## What you are asked to do:
Should an entry contain an image, omit it and repeat the rest exactly.

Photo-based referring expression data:
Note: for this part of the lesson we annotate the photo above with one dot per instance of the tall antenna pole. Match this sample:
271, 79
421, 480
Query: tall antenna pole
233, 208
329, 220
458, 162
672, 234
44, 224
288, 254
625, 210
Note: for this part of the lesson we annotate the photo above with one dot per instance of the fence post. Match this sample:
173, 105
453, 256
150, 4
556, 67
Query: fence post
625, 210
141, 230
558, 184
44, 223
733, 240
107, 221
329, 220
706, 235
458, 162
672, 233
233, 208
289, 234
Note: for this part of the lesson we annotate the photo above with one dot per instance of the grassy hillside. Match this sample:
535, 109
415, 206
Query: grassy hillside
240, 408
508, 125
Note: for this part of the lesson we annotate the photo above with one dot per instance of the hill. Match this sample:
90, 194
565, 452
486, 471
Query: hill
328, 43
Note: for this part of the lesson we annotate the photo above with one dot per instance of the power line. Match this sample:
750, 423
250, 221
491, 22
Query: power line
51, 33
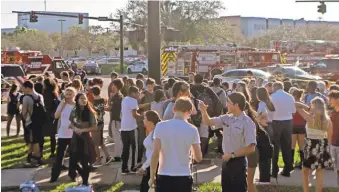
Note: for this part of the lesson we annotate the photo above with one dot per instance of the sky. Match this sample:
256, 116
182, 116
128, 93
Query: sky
284, 9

## Exercise output:
Note: for this part of the lesson we annotate the photo above with one dot per instance of the tall antenna pole. Match this sample:
271, 79
421, 480
Query: tall antenna pole
233, 208
329, 220
458, 162
672, 234
44, 224
288, 254
625, 210
Note: for this part of the lesson we annotate the photo above with one dot per instance of the fence post. Match this sample:
173, 105
453, 256
150, 4
556, 67
Query: fence post
625, 210
141, 230
558, 184
44, 223
733, 240
107, 221
329, 220
706, 235
458, 162
672, 233
233, 208
289, 234
Note: for this part of the lesson we annotate the photo above with one dot per instance of the grassy hillside. Match this sample:
535, 109
415, 206
Query: grassy hillside
240, 408
508, 125
Note: for this part of the lesson we annotate the photo above with one dot per instance of the hill. Match this sample:
90, 194
565, 452
486, 471
Query: hill
328, 43
Note: for this part of the lesson we annotate the photo above with one dot per instance of the power line. Match this sample:
750, 423
250, 221
491, 22
Query: power line
51, 33
Note: for this part of the lesson we annotate the photo above with one dot per instance of the sky. Match this sample:
256, 116
182, 116
128, 93
Query: sky
284, 9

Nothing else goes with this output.